Work to be completed - Output the data below exactly, without images.

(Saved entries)
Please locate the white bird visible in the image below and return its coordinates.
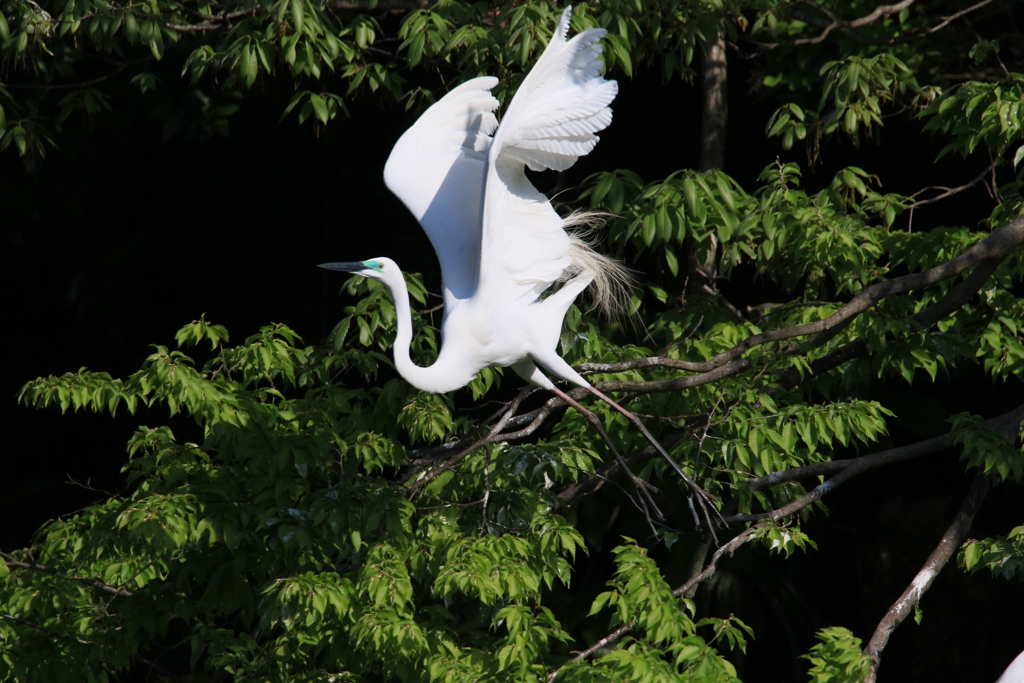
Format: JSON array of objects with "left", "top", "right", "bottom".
[
  {"left": 322, "top": 6, "right": 718, "bottom": 531},
  {"left": 324, "top": 6, "right": 623, "bottom": 395},
  {"left": 997, "top": 649, "right": 1024, "bottom": 683}
]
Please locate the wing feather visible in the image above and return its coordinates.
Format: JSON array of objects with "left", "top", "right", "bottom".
[
  {"left": 481, "top": 6, "right": 617, "bottom": 302},
  {"left": 383, "top": 77, "right": 499, "bottom": 308}
]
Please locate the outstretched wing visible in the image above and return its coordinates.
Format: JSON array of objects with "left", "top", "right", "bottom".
[
  {"left": 383, "top": 77, "right": 499, "bottom": 309},
  {"left": 480, "top": 6, "right": 617, "bottom": 302}
]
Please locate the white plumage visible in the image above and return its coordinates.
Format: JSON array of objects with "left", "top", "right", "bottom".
[{"left": 996, "top": 649, "right": 1024, "bottom": 683}]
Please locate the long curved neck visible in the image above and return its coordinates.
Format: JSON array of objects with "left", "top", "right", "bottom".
[{"left": 385, "top": 274, "right": 477, "bottom": 394}]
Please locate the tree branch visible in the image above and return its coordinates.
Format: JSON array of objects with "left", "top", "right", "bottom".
[
  {"left": 864, "top": 471, "right": 991, "bottom": 682},
  {"left": 578, "top": 216, "right": 1024, "bottom": 394},
  {"left": 725, "top": 402, "right": 1024, "bottom": 524},
  {"left": 4, "top": 58, "right": 151, "bottom": 90},
  {"left": 673, "top": 526, "right": 759, "bottom": 597},
  {"left": 803, "top": 215, "right": 1023, "bottom": 350},
  {"left": 775, "top": 234, "right": 1008, "bottom": 390},
  {"left": 0, "top": 551, "right": 134, "bottom": 598},
  {"left": 774, "top": 339, "right": 866, "bottom": 391},
  {"left": 330, "top": 0, "right": 427, "bottom": 10},
  {"left": 548, "top": 621, "right": 633, "bottom": 681},
  {"left": 166, "top": 6, "right": 260, "bottom": 31},
  {"left": 760, "top": 0, "right": 997, "bottom": 49}
]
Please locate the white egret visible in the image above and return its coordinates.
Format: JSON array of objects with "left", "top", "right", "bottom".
[
  {"left": 322, "top": 6, "right": 718, "bottom": 531},
  {"left": 996, "top": 649, "right": 1024, "bottom": 683}
]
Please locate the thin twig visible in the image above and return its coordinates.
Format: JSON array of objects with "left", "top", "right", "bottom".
[
  {"left": 4, "top": 61, "right": 140, "bottom": 90},
  {"left": 1, "top": 614, "right": 93, "bottom": 645},
  {"left": 0, "top": 551, "right": 134, "bottom": 598},
  {"left": 64, "top": 475, "right": 116, "bottom": 497},
  {"left": 759, "top": 0, "right": 915, "bottom": 48},
  {"left": 760, "top": 0, "right": 996, "bottom": 49},
  {"left": 909, "top": 156, "right": 999, "bottom": 208},
  {"left": 402, "top": 387, "right": 530, "bottom": 491},
  {"left": 557, "top": 440, "right": 668, "bottom": 507},
  {"left": 550, "top": 385, "right": 666, "bottom": 536},
  {"left": 923, "top": 0, "right": 997, "bottom": 35}
]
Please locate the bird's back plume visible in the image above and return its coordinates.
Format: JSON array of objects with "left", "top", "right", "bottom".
[{"left": 562, "top": 210, "right": 636, "bottom": 321}]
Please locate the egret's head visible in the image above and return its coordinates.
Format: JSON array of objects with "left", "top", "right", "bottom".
[{"left": 318, "top": 257, "right": 397, "bottom": 282}]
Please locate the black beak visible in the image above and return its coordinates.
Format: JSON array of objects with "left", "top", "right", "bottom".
[{"left": 318, "top": 261, "right": 365, "bottom": 273}]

Response for this exercise -
Please locate the white bird visible in the image below and return its coordinates.
Format: JSON array of objects with "left", "top", "right", "bottom".
[
  {"left": 322, "top": 6, "right": 718, "bottom": 531},
  {"left": 324, "top": 6, "right": 623, "bottom": 395},
  {"left": 997, "top": 649, "right": 1024, "bottom": 683}
]
Please locate the wing feather visible in the image above and return its coordinates.
Format: JSON array of objects with "left", "top", "right", "bottom".
[
  {"left": 481, "top": 6, "right": 617, "bottom": 302},
  {"left": 383, "top": 77, "right": 499, "bottom": 308}
]
Please locate the outstretched wing visible in the image above and return its coordinates.
Format: JSON array of objects with "left", "top", "right", "bottom".
[
  {"left": 383, "top": 77, "right": 499, "bottom": 309},
  {"left": 480, "top": 6, "right": 617, "bottom": 302}
]
Please locate the white plumage visible in the image above and return its coordinates.
Format: JSON array of objects with "left", "top", "right", "bottom".
[{"left": 996, "top": 649, "right": 1024, "bottom": 683}]
Please locate the long curved neck visible in the image above and return its coordinates.
Format: JSON array of objects with "left", "top", "right", "bottom".
[{"left": 385, "top": 274, "right": 477, "bottom": 394}]
Please locate the tree branch visible in the image above and return its coordinates.
Format: JSON array of objects with "left", "top", "right", "bottom".
[
  {"left": 864, "top": 471, "right": 991, "bottom": 682},
  {"left": 578, "top": 216, "right": 1024, "bottom": 394},
  {"left": 725, "top": 402, "right": 1024, "bottom": 524},
  {"left": 4, "top": 58, "right": 151, "bottom": 90},
  {"left": 673, "top": 526, "right": 759, "bottom": 597},
  {"left": 803, "top": 215, "right": 1023, "bottom": 350},
  {"left": 775, "top": 234, "right": 1008, "bottom": 390},
  {"left": 0, "top": 551, "right": 134, "bottom": 598},
  {"left": 774, "top": 339, "right": 866, "bottom": 391},
  {"left": 330, "top": 0, "right": 427, "bottom": 10},
  {"left": 548, "top": 621, "right": 633, "bottom": 681},
  {"left": 166, "top": 6, "right": 260, "bottom": 31},
  {"left": 760, "top": 0, "right": 997, "bottom": 49}
]
Please locate the white egret visible in the image above and return its coordinates.
Format: JSON array of objects with "left", "top", "right", "bottom".
[
  {"left": 322, "top": 6, "right": 718, "bottom": 531},
  {"left": 996, "top": 649, "right": 1024, "bottom": 683}
]
Please locate the thin twig visible in the image above and return its coordinates.
Format: JSON array of objects with "left", "top", "right", "bottom".
[
  {"left": 4, "top": 61, "right": 140, "bottom": 90},
  {"left": 1, "top": 614, "right": 93, "bottom": 645},
  {"left": 0, "top": 551, "right": 134, "bottom": 598},
  {"left": 64, "top": 475, "right": 116, "bottom": 497},
  {"left": 759, "top": 0, "right": 915, "bottom": 48},
  {"left": 760, "top": 0, "right": 996, "bottom": 49},
  {"left": 909, "top": 156, "right": 999, "bottom": 208},
  {"left": 402, "top": 387, "right": 530, "bottom": 491},
  {"left": 557, "top": 440, "right": 668, "bottom": 507},
  {"left": 550, "top": 385, "right": 666, "bottom": 536},
  {"left": 923, "top": 0, "right": 997, "bottom": 35}
]
Please locate the bird's back plume visible in the image above and return its coordinates.
Format: JSON array of objects with "left", "top", "right", "bottom".
[{"left": 562, "top": 210, "right": 636, "bottom": 321}]
Please locate the egret's head visible in the image above and return its coordinates.
Format: JSON array of objects with "left", "top", "right", "bottom".
[{"left": 318, "top": 257, "right": 397, "bottom": 282}]
Please locate the black beak visible in the image above and return its coordinates.
Format: JSON array of objects with "left", "top", "right", "bottom".
[{"left": 318, "top": 261, "right": 365, "bottom": 273}]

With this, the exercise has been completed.